Records from a pointing dataset:
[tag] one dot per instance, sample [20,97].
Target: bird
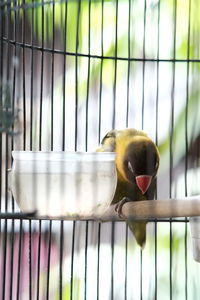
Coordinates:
[137,162]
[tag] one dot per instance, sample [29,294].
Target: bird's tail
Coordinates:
[139,231]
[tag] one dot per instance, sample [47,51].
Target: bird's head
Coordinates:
[140,162]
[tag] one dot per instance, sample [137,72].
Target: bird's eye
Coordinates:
[130,167]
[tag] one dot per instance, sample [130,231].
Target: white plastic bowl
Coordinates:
[59,183]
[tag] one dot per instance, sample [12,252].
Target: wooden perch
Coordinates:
[150,209]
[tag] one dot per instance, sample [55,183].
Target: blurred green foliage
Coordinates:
[8,116]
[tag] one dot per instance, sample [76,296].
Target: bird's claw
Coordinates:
[119,205]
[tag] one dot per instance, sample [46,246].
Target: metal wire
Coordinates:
[39,48]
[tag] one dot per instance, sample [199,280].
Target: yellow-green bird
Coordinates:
[137,162]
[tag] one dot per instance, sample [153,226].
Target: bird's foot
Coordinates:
[120,204]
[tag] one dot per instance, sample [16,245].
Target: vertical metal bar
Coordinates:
[115,65]
[63,149]
[72,260]
[1,92]
[49,259]
[127,123]
[113,126]
[156,138]
[38,261]
[32,66]
[61,259]
[112,259]
[101,69]
[126,263]
[98,258]
[76,74]
[88,76]
[129,61]
[186,141]
[99,135]
[144,62]
[86,248]
[52,74]
[171,145]
[64,74]
[141,275]
[143,104]
[41,79]
[4,259]
[24,78]
[30,260]
[19,260]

*Exercise details*. Convert all of the lines above into a numbered list, omitting blank lines and excluding the pictures.

*Complete answer*.
1. [tag] one dot per instance, sample [20,97].
2. Target: bird
3. Coordinates:
4. [137,162]
5. [tag] one dot per instance, sample [29,294].
6. Target: bird's tail
7. Coordinates:
8. [139,231]
9. [tag] one dot per instance, sample [47,51].
10. Target: bird's head
11. Coordinates:
12. [140,162]
13. [tag] one dot per instance, sample [137,72].
14. Target: bird's eye
15. Coordinates:
16. [130,167]
17. [tag] one dot per instance, sample [130,231].
18. Target: white plastic bowl
19. Coordinates:
20. [59,183]
21. [tag] one dot per instance, sample [12,252].
22. Target: wooden perch
23. Coordinates:
24. [150,209]
25. [tag] one dot per instance, sample [55,183].
26. Target: blurred green foliage
27. Coordinates:
28. [8,116]
29. [tag] one dot per instance, sample [76,296].
30. Target: bird's claw
31. Coordinates:
32. [119,205]
33. [tag] one dot per instance, sample [46,246].
34. Target: metal wire
35. Coordinates:
36. [39,48]
37. [tag] one dot per instance, sample [199,280].
38. Target: yellow-green bird
39. Coordinates:
40. [137,162]
41. [tag] one dot per instance, sample [153,226].
42. Target: bird's foot
43. Coordinates:
44. [120,204]
45. [tag] one dot per instance, sample [16,245].
46. Target: vertical metal bar
47. Coordinates:
48. [115,65]
49. [63,149]
50. [72,260]
51. [1,92]
52. [49,259]
53. [127,123]
54. [113,126]
55. [156,138]
56. [38,261]
57. [32,66]
58. [61,259]
59. [112,259]
60. [101,69]
61. [126,263]
62. [98,258]
63. [76,74]
64. [88,76]
65. [129,61]
66. [186,141]
67. [99,135]
68. [144,62]
69. [86,248]
70. [52,74]
71. [171,145]
72. [64,74]
73. [141,275]
74. [143,104]
75. [41,79]
76. [4,259]
77. [24,78]
78. [30,260]
79. [19,260]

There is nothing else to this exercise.